* **TASK DETAILS**
Whenever a line in the following entries includes "blue", tally it. Report nothing except the final count.

++++ INFORMATION ++++

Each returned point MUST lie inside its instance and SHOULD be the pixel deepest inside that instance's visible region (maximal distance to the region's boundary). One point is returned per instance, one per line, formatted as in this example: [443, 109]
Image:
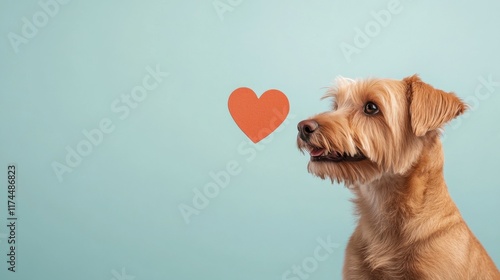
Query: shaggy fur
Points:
[408, 228]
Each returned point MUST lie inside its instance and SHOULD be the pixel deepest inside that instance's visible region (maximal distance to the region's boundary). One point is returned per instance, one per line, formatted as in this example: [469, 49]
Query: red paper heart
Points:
[258, 117]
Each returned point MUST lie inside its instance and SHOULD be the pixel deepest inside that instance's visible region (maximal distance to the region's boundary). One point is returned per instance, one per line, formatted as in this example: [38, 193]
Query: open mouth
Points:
[321, 154]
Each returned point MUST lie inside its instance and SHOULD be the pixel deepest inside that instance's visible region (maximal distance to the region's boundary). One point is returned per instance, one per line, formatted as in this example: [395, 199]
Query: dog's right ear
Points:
[430, 108]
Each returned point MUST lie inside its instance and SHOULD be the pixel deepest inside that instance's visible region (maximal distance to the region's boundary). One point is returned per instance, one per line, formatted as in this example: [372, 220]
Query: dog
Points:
[382, 139]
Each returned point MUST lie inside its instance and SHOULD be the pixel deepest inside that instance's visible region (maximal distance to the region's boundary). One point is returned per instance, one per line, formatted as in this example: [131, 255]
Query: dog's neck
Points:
[385, 202]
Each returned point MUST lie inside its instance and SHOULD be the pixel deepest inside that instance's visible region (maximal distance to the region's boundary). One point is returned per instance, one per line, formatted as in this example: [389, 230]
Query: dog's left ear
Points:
[430, 108]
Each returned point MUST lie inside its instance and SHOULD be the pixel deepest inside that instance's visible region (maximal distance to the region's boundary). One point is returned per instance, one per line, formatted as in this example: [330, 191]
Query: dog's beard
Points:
[349, 172]
[340, 163]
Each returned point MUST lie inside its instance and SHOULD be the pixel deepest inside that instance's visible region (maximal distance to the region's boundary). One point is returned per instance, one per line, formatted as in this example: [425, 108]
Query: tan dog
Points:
[382, 140]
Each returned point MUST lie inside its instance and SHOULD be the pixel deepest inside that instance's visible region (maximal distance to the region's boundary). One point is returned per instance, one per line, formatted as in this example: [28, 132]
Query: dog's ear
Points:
[430, 108]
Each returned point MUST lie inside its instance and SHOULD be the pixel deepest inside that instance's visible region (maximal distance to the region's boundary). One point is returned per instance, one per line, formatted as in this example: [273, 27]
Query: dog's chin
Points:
[342, 167]
[321, 155]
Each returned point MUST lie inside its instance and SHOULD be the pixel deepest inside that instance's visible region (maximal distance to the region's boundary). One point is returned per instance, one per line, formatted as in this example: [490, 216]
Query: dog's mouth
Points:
[322, 154]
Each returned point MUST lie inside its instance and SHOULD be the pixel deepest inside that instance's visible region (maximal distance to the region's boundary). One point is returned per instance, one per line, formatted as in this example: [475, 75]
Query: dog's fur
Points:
[409, 227]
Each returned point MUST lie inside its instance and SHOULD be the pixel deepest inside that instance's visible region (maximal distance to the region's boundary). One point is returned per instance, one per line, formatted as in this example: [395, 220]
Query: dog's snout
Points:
[306, 128]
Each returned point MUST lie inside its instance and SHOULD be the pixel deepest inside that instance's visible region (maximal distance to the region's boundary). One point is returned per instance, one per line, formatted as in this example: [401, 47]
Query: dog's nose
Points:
[306, 128]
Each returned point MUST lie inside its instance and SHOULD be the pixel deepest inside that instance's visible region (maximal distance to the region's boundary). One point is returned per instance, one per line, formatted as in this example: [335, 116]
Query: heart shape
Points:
[258, 117]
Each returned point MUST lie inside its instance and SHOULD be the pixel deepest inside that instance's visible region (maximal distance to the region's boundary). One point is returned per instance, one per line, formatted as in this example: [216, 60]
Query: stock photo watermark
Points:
[219, 180]
[363, 37]
[223, 6]
[30, 27]
[485, 89]
[121, 276]
[121, 107]
[310, 264]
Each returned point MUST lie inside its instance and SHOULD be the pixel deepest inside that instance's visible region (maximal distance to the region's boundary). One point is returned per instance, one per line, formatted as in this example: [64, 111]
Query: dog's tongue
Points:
[316, 152]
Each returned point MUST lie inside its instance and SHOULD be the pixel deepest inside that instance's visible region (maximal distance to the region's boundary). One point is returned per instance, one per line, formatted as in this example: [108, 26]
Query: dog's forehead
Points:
[349, 91]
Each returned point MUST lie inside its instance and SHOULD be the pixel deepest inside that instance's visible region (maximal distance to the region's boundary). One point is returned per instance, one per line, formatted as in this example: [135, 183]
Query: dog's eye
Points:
[371, 108]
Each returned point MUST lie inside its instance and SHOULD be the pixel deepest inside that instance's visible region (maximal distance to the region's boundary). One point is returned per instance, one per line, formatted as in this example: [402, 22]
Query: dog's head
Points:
[376, 127]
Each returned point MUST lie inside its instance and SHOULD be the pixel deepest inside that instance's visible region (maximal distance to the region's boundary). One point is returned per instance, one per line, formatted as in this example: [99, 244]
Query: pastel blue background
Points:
[118, 211]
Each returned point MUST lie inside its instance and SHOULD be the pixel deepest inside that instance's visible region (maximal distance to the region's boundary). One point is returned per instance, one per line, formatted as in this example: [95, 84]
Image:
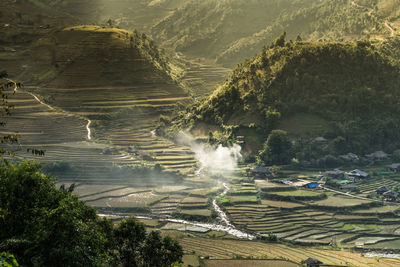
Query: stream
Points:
[224, 226]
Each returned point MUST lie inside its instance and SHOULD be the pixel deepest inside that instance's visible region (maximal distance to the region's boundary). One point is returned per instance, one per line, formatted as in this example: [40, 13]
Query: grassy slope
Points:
[84, 56]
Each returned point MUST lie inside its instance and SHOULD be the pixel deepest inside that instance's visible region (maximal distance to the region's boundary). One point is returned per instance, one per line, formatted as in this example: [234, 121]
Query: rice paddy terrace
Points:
[121, 119]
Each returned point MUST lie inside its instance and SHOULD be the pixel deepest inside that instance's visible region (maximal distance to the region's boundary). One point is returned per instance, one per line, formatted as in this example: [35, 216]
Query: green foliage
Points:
[272, 118]
[43, 226]
[277, 149]
[8, 260]
[272, 237]
[280, 41]
[396, 155]
[352, 87]
[46, 220]
[161, 252]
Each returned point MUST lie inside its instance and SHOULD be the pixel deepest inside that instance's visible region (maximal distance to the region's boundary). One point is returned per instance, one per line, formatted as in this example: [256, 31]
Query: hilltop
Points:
[344, 90]
[230, 31]
[87, 55]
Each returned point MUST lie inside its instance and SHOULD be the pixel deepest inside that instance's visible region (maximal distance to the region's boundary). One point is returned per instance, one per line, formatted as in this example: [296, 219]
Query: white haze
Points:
[212, 159]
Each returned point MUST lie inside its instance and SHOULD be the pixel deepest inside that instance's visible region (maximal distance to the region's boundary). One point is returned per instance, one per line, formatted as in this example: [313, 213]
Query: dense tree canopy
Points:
[45, 226]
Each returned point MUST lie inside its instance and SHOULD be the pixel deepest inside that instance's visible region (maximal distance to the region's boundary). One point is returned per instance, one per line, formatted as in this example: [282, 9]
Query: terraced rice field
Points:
[255, 263]
[226, 249]
[300, 221]
[125, 117]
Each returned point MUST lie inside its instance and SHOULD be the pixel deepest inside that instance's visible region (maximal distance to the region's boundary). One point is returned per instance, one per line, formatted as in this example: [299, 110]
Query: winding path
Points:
[88, 129]
[386, 23]
[89, 135]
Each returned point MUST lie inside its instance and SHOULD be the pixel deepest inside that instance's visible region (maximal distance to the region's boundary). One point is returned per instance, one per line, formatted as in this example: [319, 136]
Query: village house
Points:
[312, 262]
[383, 189]
[320, 140]
[377, 155]
[350, 157]
[394, 167]
[350, 188]
[312, 185]
[390, 196]
[356, 175]
[336, 173]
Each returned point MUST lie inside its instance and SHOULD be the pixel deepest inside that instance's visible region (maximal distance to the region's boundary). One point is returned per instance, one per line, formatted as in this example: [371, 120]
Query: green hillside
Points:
[346, 91]
[85, 56]
[230, 31]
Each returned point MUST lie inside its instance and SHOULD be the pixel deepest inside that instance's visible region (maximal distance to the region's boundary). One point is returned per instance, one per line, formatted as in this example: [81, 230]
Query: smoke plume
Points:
[212, 160]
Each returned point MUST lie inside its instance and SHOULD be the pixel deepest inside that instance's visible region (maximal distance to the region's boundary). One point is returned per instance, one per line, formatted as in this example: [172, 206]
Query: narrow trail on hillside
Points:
[385, 23]
[392, 31]
[89, 137]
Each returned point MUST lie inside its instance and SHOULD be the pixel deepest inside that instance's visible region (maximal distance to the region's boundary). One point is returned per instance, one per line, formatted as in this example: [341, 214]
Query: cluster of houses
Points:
[387, 193]
[345, 179]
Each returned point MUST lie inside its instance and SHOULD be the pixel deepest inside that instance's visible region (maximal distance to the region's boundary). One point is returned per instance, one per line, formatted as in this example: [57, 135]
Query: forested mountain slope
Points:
[84, 56]
[348, 89]
[231, 30]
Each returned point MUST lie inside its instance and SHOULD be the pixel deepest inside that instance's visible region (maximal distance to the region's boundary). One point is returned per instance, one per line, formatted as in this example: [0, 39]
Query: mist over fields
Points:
[200, 133]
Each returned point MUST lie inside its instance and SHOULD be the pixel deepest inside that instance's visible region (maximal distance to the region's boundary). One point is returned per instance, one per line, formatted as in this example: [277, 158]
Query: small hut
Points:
[313, 262]
[261, 172]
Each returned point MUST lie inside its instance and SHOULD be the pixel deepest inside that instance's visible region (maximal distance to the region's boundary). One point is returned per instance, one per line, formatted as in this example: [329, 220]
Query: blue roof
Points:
[312, 185]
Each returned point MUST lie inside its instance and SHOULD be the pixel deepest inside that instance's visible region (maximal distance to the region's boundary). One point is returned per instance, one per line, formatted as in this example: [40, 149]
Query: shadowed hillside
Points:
[231, 30]
[95, 56]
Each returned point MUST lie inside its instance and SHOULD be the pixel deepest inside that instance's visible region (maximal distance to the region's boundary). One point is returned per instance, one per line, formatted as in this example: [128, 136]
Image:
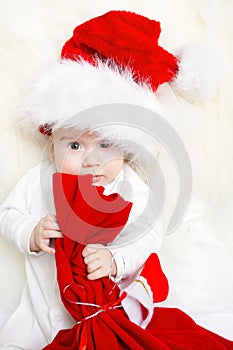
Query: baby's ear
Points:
[51, 151]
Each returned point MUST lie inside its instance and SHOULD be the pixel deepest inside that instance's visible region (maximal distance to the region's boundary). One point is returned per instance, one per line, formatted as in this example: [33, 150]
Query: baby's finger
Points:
[96, 274]
[93, 266]
[89, 258]
[47, 249]
[51, 225]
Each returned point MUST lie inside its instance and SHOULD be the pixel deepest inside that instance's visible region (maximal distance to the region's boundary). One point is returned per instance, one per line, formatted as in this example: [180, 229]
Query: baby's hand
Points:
[99, 261]
[46, 229]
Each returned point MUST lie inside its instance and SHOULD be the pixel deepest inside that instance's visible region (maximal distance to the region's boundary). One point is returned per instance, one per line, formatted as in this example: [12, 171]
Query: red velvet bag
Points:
[102, 323]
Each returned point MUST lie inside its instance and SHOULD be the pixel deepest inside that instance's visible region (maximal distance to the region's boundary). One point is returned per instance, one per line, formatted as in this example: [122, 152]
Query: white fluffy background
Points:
[198, 258]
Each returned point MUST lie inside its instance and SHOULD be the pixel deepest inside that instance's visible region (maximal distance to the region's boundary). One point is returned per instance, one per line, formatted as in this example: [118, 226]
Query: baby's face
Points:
[82, 154]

++++

* **EXERCISE SOLUTION**
2